**Work to be completed:** Take from the data every line in which the word "style" is found.

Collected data
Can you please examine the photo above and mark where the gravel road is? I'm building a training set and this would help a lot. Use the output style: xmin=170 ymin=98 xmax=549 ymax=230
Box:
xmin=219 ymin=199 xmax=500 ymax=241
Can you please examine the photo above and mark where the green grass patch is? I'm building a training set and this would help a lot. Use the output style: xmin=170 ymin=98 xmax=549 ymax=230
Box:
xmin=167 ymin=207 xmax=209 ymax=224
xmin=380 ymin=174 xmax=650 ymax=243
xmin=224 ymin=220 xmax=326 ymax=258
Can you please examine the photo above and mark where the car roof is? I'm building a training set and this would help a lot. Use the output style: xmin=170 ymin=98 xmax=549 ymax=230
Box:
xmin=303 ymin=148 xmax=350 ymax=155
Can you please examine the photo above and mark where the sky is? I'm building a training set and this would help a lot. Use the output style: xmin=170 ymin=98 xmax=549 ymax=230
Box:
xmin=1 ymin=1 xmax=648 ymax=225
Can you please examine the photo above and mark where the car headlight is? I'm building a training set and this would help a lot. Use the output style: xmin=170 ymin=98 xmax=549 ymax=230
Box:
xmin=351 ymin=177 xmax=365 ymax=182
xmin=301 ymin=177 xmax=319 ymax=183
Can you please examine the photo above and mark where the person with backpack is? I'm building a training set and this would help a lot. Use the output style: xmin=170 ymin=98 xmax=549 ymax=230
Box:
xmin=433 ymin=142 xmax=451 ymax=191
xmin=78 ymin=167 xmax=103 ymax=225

**Reply to the exercise:**
Can you please examine the photo above and mark where the gravel road is? I'm building a training set and this would help a lot. Use the output style: xmin=170 ymin=98 xmax=549 ymax=230
Can you please examine the photo above and mark where the green grass patch is? I'm building a training set and this would help a lot. Use the output style: xmin=170 ymin=98 xmax=549 ymax=230
Can you please examine the photo above and mark where the car roof is? I'm building a training set and this would help a lot. Use the output style: xmin=170 ymin=98 xmax=549 ymax=230
Can you please examine the photo above and mark where the sky is? I'm building a training set and this would help a lot. Use the output style: xmin=170 ymin=98 xmax=549 ymax=230
Can you please examine the photo above and mark where the car headlight is? I'm building a training set and this would help a lot. Use the output style: xmin=170 ymin=98 xmax=549 ymax=230
Can you please examine the photo above and mark where the person with backpack is? I'm building a training set and this would help a lot. Use the output style: xmin=170 ymin=98 xmax=549 ymax=230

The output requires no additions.